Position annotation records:
## BEGIN

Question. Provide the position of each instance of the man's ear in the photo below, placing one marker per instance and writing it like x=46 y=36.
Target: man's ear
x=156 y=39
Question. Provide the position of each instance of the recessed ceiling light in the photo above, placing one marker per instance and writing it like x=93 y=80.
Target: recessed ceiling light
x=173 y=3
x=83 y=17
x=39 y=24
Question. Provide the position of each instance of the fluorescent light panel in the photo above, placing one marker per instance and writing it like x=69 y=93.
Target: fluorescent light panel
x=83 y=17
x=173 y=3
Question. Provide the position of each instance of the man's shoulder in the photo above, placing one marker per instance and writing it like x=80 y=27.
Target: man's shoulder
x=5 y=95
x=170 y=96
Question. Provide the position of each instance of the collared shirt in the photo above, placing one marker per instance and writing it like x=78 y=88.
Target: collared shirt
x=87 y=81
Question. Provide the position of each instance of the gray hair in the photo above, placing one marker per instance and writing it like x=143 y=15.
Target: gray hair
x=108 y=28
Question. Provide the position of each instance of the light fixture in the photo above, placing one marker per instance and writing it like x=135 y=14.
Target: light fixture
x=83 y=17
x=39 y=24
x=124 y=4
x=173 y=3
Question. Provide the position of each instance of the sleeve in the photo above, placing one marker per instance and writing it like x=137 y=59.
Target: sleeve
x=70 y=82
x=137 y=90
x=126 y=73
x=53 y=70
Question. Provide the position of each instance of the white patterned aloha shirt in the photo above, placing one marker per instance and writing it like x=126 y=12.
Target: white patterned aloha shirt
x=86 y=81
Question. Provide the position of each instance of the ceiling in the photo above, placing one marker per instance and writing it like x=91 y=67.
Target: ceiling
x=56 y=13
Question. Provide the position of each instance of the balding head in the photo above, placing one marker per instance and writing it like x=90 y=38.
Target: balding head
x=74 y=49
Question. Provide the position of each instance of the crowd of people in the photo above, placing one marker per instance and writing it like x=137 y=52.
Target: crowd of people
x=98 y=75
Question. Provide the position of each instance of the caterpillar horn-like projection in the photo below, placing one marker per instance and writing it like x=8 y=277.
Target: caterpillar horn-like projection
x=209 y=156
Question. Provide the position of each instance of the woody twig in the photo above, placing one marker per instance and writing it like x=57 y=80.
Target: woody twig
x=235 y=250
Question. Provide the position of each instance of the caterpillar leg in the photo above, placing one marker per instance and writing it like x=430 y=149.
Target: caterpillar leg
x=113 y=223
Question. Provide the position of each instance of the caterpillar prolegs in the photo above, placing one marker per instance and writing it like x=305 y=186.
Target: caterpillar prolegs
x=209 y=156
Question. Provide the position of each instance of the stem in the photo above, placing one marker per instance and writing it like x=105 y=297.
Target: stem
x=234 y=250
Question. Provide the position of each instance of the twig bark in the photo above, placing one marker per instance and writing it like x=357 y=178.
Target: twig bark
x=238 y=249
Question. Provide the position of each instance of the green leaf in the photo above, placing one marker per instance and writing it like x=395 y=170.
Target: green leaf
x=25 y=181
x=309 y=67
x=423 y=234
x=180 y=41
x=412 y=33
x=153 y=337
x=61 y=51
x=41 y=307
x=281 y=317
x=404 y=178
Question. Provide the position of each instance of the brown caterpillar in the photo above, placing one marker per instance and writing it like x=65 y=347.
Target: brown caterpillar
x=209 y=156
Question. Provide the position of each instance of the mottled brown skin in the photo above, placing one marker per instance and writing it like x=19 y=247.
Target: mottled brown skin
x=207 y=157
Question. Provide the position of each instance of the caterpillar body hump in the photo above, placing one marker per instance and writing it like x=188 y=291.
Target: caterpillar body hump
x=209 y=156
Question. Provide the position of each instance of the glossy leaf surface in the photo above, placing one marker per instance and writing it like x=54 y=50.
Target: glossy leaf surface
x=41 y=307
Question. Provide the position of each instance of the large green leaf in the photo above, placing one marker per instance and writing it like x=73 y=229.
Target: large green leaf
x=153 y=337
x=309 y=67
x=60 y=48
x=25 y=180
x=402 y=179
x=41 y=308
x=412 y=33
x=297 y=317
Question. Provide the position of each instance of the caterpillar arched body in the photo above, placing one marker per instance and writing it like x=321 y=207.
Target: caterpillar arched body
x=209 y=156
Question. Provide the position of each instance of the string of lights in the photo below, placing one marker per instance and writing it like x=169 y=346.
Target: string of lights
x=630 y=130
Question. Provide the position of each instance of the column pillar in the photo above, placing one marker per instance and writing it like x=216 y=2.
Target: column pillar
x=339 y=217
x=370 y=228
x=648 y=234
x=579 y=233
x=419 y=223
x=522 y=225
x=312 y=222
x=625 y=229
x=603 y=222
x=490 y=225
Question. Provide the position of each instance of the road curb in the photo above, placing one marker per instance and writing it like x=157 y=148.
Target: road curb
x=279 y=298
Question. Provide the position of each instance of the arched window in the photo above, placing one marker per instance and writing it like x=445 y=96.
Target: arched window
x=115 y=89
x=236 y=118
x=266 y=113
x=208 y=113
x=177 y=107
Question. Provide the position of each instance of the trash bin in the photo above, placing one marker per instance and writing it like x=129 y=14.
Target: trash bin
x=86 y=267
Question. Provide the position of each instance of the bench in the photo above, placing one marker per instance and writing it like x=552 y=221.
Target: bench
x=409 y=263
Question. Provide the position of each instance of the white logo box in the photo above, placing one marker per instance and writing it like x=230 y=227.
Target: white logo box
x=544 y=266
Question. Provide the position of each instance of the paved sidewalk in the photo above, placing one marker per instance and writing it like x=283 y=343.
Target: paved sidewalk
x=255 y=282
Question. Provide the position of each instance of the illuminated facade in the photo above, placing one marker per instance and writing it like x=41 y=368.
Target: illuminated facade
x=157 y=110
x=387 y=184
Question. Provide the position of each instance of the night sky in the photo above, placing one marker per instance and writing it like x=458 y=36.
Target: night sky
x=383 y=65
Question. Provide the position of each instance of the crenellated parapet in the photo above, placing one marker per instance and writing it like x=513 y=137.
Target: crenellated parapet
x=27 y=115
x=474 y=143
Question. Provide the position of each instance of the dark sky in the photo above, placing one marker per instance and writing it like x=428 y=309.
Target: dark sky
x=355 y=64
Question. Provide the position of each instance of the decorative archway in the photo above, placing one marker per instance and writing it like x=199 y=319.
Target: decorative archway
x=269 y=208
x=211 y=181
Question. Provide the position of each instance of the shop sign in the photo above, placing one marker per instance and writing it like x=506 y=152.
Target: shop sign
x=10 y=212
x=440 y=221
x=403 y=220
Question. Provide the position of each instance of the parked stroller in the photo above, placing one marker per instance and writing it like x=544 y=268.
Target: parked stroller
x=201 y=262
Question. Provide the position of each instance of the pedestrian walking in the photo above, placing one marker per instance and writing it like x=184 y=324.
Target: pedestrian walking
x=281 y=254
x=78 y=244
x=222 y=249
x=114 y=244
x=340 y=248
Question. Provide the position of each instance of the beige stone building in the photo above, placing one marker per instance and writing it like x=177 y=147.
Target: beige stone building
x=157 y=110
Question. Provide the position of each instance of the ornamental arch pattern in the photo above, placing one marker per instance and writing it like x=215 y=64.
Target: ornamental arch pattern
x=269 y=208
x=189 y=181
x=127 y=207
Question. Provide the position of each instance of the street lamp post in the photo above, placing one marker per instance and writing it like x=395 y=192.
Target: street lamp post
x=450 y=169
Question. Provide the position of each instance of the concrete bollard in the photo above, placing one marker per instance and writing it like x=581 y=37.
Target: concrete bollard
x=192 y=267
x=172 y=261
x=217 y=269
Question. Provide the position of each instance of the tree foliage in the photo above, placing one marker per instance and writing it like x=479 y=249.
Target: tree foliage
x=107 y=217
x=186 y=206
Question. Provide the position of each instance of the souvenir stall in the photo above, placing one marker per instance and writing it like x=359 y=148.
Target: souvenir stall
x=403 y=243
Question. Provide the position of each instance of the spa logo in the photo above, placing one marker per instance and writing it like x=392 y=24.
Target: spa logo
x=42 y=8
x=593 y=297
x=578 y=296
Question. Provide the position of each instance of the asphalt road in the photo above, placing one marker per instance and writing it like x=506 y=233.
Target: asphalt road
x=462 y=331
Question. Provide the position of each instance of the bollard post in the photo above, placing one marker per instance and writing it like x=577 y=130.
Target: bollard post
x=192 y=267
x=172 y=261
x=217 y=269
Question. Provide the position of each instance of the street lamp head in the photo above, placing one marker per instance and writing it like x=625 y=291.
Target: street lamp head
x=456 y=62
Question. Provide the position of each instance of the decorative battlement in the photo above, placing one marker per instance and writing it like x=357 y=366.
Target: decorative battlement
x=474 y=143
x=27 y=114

## END
## BEGIN

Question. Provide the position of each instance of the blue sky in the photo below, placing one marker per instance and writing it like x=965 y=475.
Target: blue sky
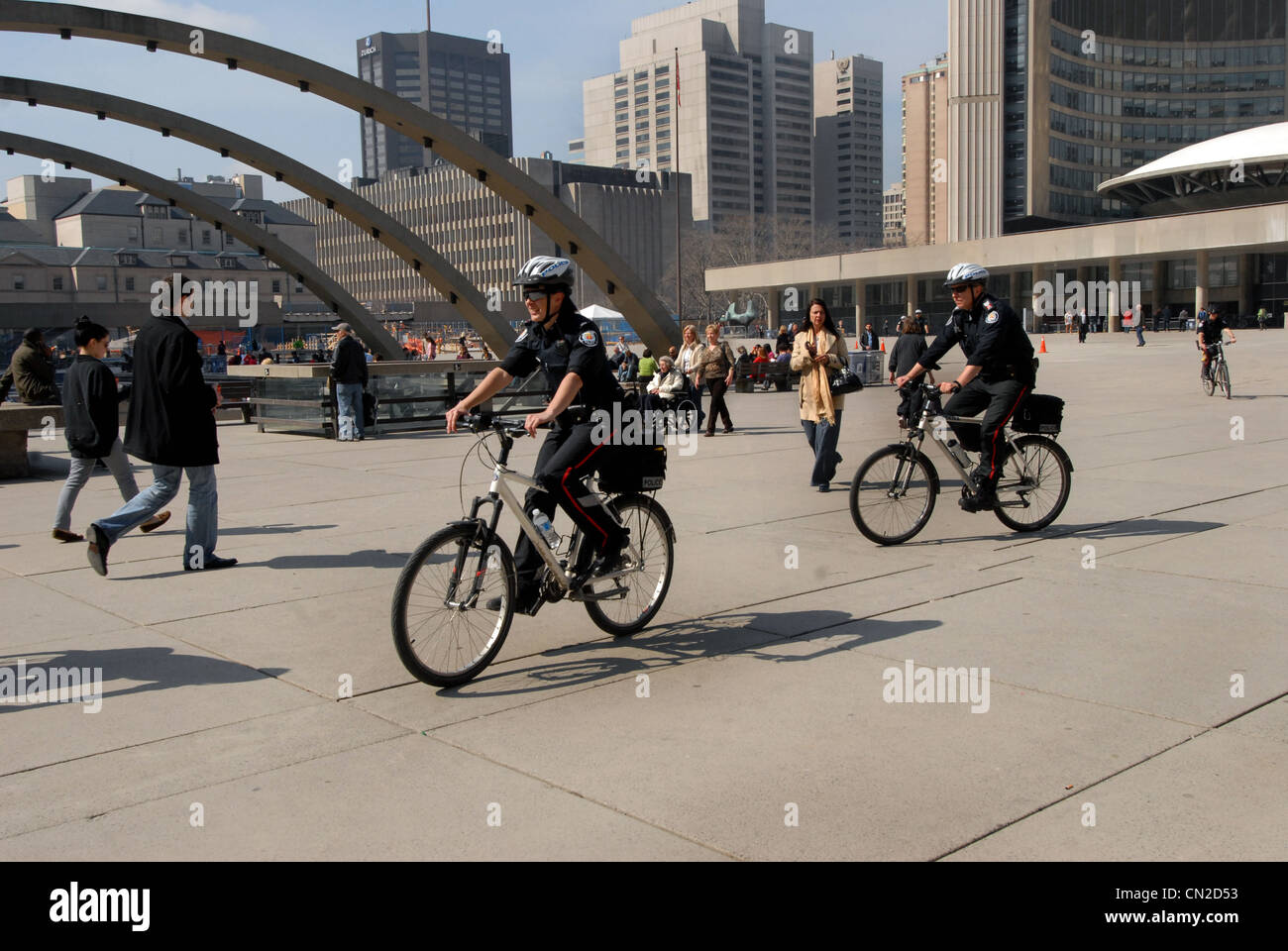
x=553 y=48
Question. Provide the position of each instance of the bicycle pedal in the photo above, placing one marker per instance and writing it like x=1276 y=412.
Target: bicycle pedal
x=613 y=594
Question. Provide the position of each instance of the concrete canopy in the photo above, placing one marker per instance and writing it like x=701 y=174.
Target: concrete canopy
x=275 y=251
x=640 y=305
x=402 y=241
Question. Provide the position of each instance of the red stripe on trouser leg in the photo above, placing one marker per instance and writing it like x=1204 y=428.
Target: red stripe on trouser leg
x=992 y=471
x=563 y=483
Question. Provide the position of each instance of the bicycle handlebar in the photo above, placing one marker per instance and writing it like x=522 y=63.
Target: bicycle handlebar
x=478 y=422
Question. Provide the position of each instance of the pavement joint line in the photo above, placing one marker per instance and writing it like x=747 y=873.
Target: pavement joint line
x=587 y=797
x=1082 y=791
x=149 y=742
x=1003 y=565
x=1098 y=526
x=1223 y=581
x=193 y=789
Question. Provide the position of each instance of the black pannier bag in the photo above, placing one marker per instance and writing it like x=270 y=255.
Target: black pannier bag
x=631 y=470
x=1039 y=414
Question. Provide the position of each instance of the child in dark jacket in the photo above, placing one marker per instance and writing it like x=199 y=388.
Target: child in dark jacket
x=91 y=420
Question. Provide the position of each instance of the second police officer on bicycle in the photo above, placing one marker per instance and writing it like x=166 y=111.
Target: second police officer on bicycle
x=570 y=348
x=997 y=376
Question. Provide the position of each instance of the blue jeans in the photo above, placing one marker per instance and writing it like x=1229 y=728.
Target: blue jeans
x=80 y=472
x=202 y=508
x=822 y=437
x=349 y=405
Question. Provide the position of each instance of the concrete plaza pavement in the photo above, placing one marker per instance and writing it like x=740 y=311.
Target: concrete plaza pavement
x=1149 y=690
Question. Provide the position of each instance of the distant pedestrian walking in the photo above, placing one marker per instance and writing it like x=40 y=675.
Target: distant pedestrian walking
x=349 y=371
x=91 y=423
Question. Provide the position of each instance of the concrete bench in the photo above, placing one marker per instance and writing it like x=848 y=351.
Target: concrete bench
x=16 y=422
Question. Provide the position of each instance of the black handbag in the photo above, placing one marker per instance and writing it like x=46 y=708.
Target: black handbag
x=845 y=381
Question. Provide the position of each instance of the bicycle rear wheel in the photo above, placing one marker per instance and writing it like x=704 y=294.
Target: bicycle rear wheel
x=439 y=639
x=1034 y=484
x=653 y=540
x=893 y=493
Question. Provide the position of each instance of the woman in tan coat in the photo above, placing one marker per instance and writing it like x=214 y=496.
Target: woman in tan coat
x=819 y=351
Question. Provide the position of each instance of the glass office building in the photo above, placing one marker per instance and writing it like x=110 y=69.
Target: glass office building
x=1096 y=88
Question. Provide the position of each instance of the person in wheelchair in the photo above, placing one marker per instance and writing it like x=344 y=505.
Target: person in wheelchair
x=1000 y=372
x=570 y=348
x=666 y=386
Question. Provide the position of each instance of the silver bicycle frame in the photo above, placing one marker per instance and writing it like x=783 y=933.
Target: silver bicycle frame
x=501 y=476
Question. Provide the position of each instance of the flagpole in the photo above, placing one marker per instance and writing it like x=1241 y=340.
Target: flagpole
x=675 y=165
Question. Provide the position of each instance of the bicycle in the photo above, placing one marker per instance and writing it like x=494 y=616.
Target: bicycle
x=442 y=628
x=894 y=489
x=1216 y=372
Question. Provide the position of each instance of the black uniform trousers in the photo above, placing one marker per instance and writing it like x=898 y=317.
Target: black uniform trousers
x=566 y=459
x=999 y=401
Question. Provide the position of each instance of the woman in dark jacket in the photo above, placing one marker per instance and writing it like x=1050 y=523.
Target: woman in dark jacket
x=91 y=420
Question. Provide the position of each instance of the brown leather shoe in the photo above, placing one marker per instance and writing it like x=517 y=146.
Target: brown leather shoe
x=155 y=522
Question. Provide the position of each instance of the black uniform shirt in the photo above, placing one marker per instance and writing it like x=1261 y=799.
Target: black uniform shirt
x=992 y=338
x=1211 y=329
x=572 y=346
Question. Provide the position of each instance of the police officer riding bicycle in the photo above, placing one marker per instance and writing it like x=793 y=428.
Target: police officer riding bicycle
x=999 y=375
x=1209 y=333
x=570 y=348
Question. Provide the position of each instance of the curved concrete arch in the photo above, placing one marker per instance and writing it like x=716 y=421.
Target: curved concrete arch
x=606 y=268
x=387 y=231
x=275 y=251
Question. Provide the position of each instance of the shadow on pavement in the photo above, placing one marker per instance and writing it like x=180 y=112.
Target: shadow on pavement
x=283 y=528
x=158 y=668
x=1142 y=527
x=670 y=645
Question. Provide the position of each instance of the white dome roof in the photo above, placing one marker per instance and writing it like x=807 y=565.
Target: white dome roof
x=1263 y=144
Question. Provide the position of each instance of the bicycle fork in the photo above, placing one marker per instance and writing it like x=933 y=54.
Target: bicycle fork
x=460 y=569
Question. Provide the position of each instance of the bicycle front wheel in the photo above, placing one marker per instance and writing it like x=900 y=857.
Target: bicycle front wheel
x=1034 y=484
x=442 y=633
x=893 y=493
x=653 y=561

## END

» **Requirements**
Format the lines starting at the one containing "Question. Provide the position of each instance of the arched" and ending at the one containing "x=177 y=107" as a JSON list of strings, one string per line, with blank lines left out.

» **Answer**
[
  "Question. Provide the position of each instance of the arched window in the photo above, placing one marker per instance and writing it like x=445 y=96.",
  "Target: arched window",
  "x=115 y=89",
  "x=236 y=118",
  "x=266 y=113",
  "x=208 y=113",
  "x=177 y=107"
]